## Exercise instructions
1. Answer these from the Halifax discussion:
(a) What is it always suggested Halifax would do first as prime minister?
(b) By whom was Dowding "ripped to pieces," according to one post?
(c) To what post was Halifax appointed in OTL?
2. Render this sentence from the Halifax discussion in Spanish: "I think he probably had as good a relationship with the US as Churchill did - he was appointed ambassador to Washington after all in OTL."
3. Write the next part of the Halifax discussion, picking up after its final line.
┌─ Quoted text
Halifax appointed PM in 1940.......and he continues the war

I'm idly curious as it always seems to be suggested that if Halifax became prime minister of Britain instead of Churchill the first thing he'd do would be negotiate a peace with Hitler.
 

sanusoi

Banned
Well if Halifax did decide to continue the war against the Germans, you would see a more vigorous BOB. I expect that he would keep BOB runnig for a bit longer then OTL. As for Dowding's fate after BOB, well I think he won't be thrown away.

I don't know what he could have done in the greater sceme of things, if he kept going. Dowding was a quagmire to me, he did the BOB but then was ripped to pieces by Chuchill.

As for Halifax being a good leader, I don't know what he could acomplish in his primensitership. Also I would like to know what he could have done with the US relationship ?
 
I think he probably had as good a relationship with the US as Churchill did - he was appointed ambassador to Washington after all in OTL.
 
Well if Halifax did decide to continue the war against the Germans, you would see a more vigorous BOB. I expect that he would keep BOB runnig for a bit longer then OTL.
└─
┌─ Provided records
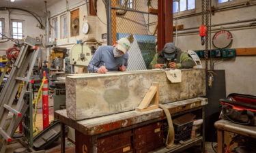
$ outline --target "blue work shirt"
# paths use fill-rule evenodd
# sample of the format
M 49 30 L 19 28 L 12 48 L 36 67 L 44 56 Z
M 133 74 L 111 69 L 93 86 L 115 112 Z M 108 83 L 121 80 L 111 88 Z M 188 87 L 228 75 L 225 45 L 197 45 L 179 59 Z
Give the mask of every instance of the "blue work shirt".
M 99 47 L 91 61 L 89 63 L 88 71 L 97 72 L 101 66 L 104 66 L 109 71 L 118 71 L 118 67 L 124 65 L 127 68 L 129 54 L 128 52 L 120 57 L 114 57 L 112 46 L 102 46 Z

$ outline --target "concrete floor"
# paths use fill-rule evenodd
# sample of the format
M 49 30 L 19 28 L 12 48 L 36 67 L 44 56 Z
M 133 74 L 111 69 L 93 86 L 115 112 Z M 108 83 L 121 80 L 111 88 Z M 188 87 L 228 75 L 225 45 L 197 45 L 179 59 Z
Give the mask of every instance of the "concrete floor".
M 36 95 L 35 95 L 36 96 Z M 50 123 L 53 122 L 53 114 L 54 114 L 54 110 L 53 110 L 53 97 L 52 97 L 52 94 L 50 94 L 49 99 L 49 120 Z M 38 114 L 36 116 L 36 126 L 39 129 L 40 131 L 42 131 L 43 129 L 42 127 L 42 99 L 38 101 Z M 214 146 L 216 145 L 216 143 L 214 143 Z M 10 144 L 7 147 L 7 150 L 5 151 L 5 153 L 13 153 L 15 149 L 23 147 L 22 144 L 16 142 L 12 144 Z M 46 150 L 46 152 L 47 153 L 59 153 L 60 152 L 60 140 L 59 139 L 58 141 L 55 141 L 53 143 L 53 146 L 51 148 Z M 68 153 L 75 153 L 75 145 L 72 143 L 70 142 L 69 141 L 66 140 L 66 150 Z M 183 152 L 184 153 L 191 153 L 193 152 L 199 152 L 197 151 L 197 149 L 190 149 L 186 150 Z M 214 150 L 212 148 L 212 144 L 211 142 L 205 142 L 205 153 L 214 153 Z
└─
## Answers provided
1.
(a) Negotiate a peace with Hitler.
(b) Churchill.
(c) Ambassador to Washington.

2. Creo que probablemente tenía una relación con EE. UU. tan buena como la de Churchill; al fin y al cabo, en la OTL fue nombrado embajador en Washington.

3.
?? The British were defending. The Germans were attacking, The Germans, not the British, decided when to end the thing.
 
I suggested this a week or two ago, and that it might lead to better Anglo-American relations, since he wouldn't have the yearning for Empire that Churchill did to sour ties with FDR.
 
since he wouldn't have the yearning for Empire that Churchill did to sour ties with FDR.

Why not? If anything, without Churchill's sentimentality towards America (The man was, let us remember, half-American himself) Halifax is going to be more independent-minded. The whole basis of Halifax's worldview was a carefully realist one. He was the arch-appeaser, (mabye even more so than Chamberlain) after all. Churchill may have been nominally a 'die-hard' on questions of the Empire, but his actual policies in office on that issue were not, as far as I can tell, noticeably different from what those of any other Conservative politician would have been.

Oh, and to respond to an earlier point: Halifax was actually a poor Ambassador*. The Americans didn't like him at all. The man was about as out of place in the role as it was possible to be. He just didn't really understand America, and I think it's fair to say that America didn't understand him.

*In all fairness, he was given that post almost purely on the basis of internal party politicking.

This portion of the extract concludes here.